Set down each entry from the block beneath, exactly as written.

== EXTRACTED RECORDS

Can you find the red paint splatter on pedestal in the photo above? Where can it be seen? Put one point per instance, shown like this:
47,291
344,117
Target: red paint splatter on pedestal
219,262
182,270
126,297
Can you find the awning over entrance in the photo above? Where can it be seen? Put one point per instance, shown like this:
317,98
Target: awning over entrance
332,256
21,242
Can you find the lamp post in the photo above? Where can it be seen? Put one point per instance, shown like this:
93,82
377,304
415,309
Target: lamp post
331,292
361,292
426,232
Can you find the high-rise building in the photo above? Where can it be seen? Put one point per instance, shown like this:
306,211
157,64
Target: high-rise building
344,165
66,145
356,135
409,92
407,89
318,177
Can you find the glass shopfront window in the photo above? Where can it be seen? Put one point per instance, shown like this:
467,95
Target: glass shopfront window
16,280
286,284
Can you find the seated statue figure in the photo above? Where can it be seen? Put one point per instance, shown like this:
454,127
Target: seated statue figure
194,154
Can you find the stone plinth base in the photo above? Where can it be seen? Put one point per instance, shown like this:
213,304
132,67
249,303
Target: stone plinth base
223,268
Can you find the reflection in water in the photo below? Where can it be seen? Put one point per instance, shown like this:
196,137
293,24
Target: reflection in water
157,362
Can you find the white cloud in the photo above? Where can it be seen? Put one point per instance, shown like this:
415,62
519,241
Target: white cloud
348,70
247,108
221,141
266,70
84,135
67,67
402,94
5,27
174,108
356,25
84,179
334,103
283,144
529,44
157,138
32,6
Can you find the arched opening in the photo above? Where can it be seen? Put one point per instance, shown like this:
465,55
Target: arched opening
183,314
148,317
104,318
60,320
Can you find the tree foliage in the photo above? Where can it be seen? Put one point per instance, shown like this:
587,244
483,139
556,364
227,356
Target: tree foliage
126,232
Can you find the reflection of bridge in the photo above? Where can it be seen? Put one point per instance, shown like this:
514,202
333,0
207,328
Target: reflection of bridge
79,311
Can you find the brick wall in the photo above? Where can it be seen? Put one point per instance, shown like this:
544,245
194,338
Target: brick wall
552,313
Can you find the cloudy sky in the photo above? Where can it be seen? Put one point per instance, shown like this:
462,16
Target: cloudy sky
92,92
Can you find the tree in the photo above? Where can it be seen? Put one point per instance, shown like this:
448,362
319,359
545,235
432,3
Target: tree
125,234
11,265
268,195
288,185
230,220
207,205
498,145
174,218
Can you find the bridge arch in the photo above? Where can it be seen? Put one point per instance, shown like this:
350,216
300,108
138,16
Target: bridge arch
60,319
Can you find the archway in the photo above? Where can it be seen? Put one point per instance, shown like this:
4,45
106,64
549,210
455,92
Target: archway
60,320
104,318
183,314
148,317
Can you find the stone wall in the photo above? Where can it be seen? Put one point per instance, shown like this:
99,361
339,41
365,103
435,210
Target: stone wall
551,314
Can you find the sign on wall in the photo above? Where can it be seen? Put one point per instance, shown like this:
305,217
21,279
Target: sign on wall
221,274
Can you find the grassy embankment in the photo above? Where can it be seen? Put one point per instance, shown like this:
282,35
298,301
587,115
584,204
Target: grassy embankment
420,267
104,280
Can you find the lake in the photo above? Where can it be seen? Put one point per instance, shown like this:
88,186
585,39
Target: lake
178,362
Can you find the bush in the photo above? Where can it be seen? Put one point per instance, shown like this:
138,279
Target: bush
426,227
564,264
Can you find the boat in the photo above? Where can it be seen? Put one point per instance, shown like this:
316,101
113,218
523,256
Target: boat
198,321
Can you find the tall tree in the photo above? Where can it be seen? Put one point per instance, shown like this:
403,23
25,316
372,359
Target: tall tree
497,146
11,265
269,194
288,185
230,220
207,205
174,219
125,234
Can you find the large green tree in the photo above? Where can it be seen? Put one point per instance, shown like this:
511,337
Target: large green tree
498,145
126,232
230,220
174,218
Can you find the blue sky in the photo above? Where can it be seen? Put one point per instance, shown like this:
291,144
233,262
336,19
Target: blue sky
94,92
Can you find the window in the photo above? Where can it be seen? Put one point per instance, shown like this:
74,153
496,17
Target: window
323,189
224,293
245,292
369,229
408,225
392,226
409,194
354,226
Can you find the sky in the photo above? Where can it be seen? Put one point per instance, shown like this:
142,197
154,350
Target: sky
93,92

====

• _TASK RESPONSE_
Can you find the red paint splatter on pedestal in the photo above? Where can it be seen? Put one point per instance, shown like this:
47,291
344,117
Target: red paint splatter on pedestal
219,262
182,270
126,297
Can you find the awning over entrance in the photo above? Where can it be seen? Put one point per instance, shown like this:
317,98
Target: awning over entrance
332,256
21,242
Can you find the lamp post in the photo above? Where can it be seen? Put one point per instance, shown like this:
93,82
377,304
415,309
Target: lamp post
331,292
361,292
426,232
Can you find the high-rise building in the photo above? Where can it be seen? Put one point per instance, shown like this:
306,211
157,64
Target: high-rise building
344,165
66,145
356,135
409,92
407,89
318,177
Can you find the glass shopfront window in the photo above? Where can it be seen? Put one point per instance, shown like this:
467,95
Target: glass shopfront window
16,280
286,284
Can you find the seated statue figure in the photo above? Where can it be seen? Put one point per instance, shown like this:
454,127
Target: seated statue figure
194,154
Can you find the stone plinth base in the photo above? Where can it be seen? Put one point per instance, shown like this:
213,304
132,67
249,303
Target: stone plinth base
223,268
Can you find the reflection in water in the photo below? Where can it be seen? Put one point per instance, shown like this:
196,137
293,24
Target: reflection in water
157,362
Can you find the white cloud in the photo above? Where can it be seen? Put one point per instance, shown like this:
415,62
519,241
Target: white cloud
348,70
247,108
221,141
266,70
84,135
67,67
402,94
5,27
174,108
356,25
84,179
334,103
283,144
529,44
157,138
32,6
Can you find the arched opening in the photo above? Where can it be seen? Put one point per instance, shown like this:
465,55
Target: arched opening
183,314
148,317
104,318
60,320
Can you find the tree foliage in the photo above? Where can it be seen? Put one point per instance, shown like this:
587,244
483,139
556,364
227,356
Target: tree foliage
126,232
Can you find the reflection of bridge in the photo above? Where can it be seen? Put one point per instance, shown like this:
514,202
333,0
207,328
Target: reflection of bridge
79,311
Can you find the brick wall in the photo above? Where can it be seen? Put one point per instance, shown like this:
544,245
194,338
Target: brick wall
552,313
Can you find the cloudy sky in the photo above? Where can it be seen? Put one point per instance, shown like this:
462,16
Target: cloudy sky
92,92
Can you find the tree in the photo above? Where can it be seen? Put one point per instance, shown like this:
448,362
319,359
545,235
432,3
Target: tree
125,234
11,265
268,195
288,185
230,220
207,205
498,145
174,218
Can you find the bridge arch in the photo above? Where can it be seen? Put one point per instance, shown like this:
350,216
300,108
138,16
Target: bridge arch
60,319
Can you find the archway in the photo above? Where can it be seen? Put one point per instance, shown like this:
4,45
106,64
549,210
455,92
Target: archway
60,320
104,318
183,314
148,317
Can you find the stone wall in the photo above? Where can it be seen? Put one point per instance, shown like this:
99,361
339,41
365,103
435,210
Target: stone wall
551,314
Can you find the sign on wall in the photo above? Where can it be seen? Put one point per instance, shown like this:
305,217
21,279
Target: sign on wall
221,274
Can you find the grassy embankment in the photo above? Where can it be seen? Put one point per instance, shown like this:
282,35
298,301
587,115
584,204
Target: grassy embankment
420,267
104,280
Can you find the lake in the photo above? Where can it be seen? Put one point per instance, shown like this:
88,186
585,39
Target: lake
178,362
Can you find the bush in the photo above? Where can it be seen? Put one point per instance, shown like this:
138,279
Target: bush
426,227
564,264
Can you find the boat in the photo above? Where can it be seen? Put one point per instance, shown like this:
316,101
113,218
523,256
Target: boat
198,321
Can you find the tall tree in the photo above? Where can it be seen? Put one point per instance, shown like this:
403,23
25,316
372,359
Target: tall tree
497,146
11,265
269,194
288,185
230,220
207,205
174,219
125,234
Can you find the large green tree in the photo above? Where can it be seen? Put one point per instance, shown like this:
511,337
Target: large green tree
498,145
126,232
230,220
174,218
Can you find the blue sky in the photo above? Where can it be seen? Put one point per instance, shown like this:
291,144
233,262
336,19
Target: blue sky
94,92
Can you find the window in the photo above? Where can it be seen? Put one point per instance, shown like this:
74,153
496,17
Target: window
323,189
224,293
245,292
369,229
408,225
392,226
409,194
354,226
Can you find the sky in the photo above? Where can it be seen? Put one point per instance, shown like this:
142,197
154,350
Target: sky
93,92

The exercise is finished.